--- EXERCISE DETAILS ---
Go through the entries below and copy out every line that contains the string "chair", keeping each line unchanged. The match is case-sensitive.

--- PROVIDED DATA ---
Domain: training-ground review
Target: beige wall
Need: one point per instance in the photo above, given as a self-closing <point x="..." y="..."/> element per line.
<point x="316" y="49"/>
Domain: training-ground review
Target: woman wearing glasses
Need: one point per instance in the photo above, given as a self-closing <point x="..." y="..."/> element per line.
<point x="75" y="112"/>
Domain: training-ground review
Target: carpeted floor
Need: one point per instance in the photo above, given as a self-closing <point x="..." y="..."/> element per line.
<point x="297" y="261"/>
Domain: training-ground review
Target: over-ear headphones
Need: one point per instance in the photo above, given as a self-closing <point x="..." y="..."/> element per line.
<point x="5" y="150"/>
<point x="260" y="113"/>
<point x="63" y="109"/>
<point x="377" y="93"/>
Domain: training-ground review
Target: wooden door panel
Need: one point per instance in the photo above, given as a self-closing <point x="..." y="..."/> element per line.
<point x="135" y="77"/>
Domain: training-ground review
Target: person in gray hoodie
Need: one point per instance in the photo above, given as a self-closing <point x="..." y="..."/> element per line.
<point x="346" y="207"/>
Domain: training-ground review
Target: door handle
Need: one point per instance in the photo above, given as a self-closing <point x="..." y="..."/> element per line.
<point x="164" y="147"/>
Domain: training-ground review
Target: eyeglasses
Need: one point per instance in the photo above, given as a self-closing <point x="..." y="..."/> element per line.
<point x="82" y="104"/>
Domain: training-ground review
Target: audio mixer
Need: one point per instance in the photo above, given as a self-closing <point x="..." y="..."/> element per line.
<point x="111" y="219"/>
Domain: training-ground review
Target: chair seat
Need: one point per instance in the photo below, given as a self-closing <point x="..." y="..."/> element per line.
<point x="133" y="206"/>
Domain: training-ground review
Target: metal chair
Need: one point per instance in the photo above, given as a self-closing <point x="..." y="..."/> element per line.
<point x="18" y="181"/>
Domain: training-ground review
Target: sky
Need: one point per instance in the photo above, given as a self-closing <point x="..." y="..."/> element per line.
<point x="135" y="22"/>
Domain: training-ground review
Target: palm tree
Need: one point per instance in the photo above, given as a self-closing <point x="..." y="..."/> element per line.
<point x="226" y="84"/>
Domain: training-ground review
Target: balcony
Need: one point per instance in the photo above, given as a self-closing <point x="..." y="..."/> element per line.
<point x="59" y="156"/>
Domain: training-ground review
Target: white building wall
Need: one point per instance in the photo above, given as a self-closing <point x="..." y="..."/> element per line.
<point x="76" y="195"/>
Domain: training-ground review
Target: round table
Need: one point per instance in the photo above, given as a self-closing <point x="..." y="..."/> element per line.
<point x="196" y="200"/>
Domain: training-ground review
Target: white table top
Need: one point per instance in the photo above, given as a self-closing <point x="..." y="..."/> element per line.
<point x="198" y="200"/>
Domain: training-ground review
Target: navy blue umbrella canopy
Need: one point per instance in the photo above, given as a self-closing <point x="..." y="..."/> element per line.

--- REPLY TO THE EXERCISE ---
Target: chair seat
Target: metal chair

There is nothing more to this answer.